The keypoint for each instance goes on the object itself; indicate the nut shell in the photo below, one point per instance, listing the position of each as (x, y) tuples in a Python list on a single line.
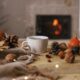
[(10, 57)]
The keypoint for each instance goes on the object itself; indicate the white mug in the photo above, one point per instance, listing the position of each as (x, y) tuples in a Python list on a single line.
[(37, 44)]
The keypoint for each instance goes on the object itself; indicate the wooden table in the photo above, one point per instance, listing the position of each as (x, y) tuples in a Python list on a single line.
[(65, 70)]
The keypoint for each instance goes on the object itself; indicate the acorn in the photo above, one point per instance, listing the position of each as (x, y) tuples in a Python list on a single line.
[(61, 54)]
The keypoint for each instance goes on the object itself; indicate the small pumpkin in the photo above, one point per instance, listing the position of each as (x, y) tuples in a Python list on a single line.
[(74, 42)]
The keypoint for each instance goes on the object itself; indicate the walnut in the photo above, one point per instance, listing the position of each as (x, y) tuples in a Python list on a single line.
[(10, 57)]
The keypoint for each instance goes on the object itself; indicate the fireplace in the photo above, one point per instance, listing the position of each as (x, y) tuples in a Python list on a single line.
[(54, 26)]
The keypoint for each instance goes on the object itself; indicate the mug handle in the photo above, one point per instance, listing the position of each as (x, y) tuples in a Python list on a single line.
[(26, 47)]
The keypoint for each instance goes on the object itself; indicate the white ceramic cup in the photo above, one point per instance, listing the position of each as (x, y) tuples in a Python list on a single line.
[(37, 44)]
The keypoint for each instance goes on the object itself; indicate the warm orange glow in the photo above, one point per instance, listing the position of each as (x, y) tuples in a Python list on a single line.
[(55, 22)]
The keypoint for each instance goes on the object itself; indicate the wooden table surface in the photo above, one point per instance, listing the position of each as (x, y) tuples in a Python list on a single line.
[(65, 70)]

▸ Problem requirements:
Write out the whole listing above as a numbered list with no blank lines, and leave the pictures out.

▸ Response for this exercise:
1. The keypoint for each instance goes on the object itself; indicate the nut shell in the photo below, one point per instance, listing the position of each as (x, y) tuples in a Python list on a single line.
2. [(10, 57)]
3. The keypoint for each instance goes on the object itself; indicate the white mug in the photo above, one point per instance, listing the position of each as (x, y) tuples in a Python list on a single line.
4. [(37, 44)]
5. The keypoint for each instance goes on the object itself; indicate the wooden table in the photo above, one point per instance, listing the position of each as (x, y) tuples in a Python list on a single line.
6. [(65, 70)]
7. The keypoint for each instance goes on the object itself; indicate the acorn in the photo above, one point per instance, listing the position of each as (x, y) tuples in a Python list on a single line.
8. [(61, 54)]
9. The keypoint for each instance goes on the object itself; indicate the small pumpkin in the photo above, one point per instance, listing the position of each as (x, y) tuples in a Python list on a single line.
10. [(74, 42)]
11. The keypoint for each instance goes on the object itself; indicate the walnut in the photo above, one point per instance, listing the position of each as (x, y) tuples in a Python list on a single line.
12. [(10, 57)]
13. The keypoint for each instance goes on the object itself; indicate the fireplace in the photo above, one point per instance, listing the position of each as (x, y) tuples in a Python list on a single line.
14. [(54, 26)]
15. The keypoint for each instance goes on the object itself; indicate the mug handle in the photo above, one point per instance, listing the position of each as (x, y) tuples in a Python list on a single line.
16. [(26, 47)]
17. The keypoint for each instance goes on the object itself; indicate the white ceramic cup in the photo above, one point per instance, listing the position of each as (x, y) tuples in a Python list on a single line.
18. [(37, 44)]
19. The keypoint for each instance goes on the object itself; indicate the warm orange glow in the photo above, one point per instance, listing the position of each as (x, y) tuples in a Python list on a single line.
20. [(55, 22)]
21. The keypoint for each instance goes on the object itself; indicate the wooden table surface in the photo above, one point per instance, listing the position of each as (x, y) tuples in a Python list on a single line.
22. [(65, 70)]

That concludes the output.